** Begin **

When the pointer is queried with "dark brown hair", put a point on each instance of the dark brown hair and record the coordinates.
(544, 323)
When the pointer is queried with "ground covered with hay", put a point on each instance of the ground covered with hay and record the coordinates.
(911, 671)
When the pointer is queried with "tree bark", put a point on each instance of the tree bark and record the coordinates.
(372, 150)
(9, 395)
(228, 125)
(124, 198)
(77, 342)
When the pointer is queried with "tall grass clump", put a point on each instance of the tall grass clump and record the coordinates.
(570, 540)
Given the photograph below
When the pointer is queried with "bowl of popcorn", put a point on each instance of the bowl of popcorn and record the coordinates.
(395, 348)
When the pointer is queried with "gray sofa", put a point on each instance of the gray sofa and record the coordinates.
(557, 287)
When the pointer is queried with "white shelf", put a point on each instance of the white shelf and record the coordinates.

** End **

Present the lines above as a Markdown table with the columns "Row" and "Line," numbering each row and leaving out any blank lines.

## Exercise result
| Row | Line |
|---|---|
| 1 | When the pointer is queried with "dark brown hair", put a point on each instance of the dark brown hair and record the coordinates. |
| 2 | (544, 323) |
| 3 | When the pointer is queried with "ground covered with hay", put a point on each instance of the ground covered with hay and record the coordinates. |
| 4 | (911, 671) |
| 5 | When the pointer is queried with "tree bark", put a point on each instance of the tree bark and record the coordinates. |
| 6 | (372, 150) |
| 7 | (9, 395) |
| 8 | (228, 125) |
| 9 | (124, 198) |
| 10 | (77, 342) |
| 11 | When the pointer is queried with "tall grass clump", put a point on each instance of the tall grass clump and record the coordinates. |
| 12 | (570, 540) |
| 13 | Given the photograph below |
| 14 | When the pointer is queried with "bowl of popcorn", put a point on each instance of the bowl of popcorn and record the coordinates. |
| 15 | (395, 348) |
| 16 | When the pointer is queried with "gray sofa", put a point on each instance of the gray sofa and record the coordinates. |
| 17 | (557, 287) |
| 18 | When the pointer is queried with "white shelf", put a point on each instance of the white shelf and record the coordinates. |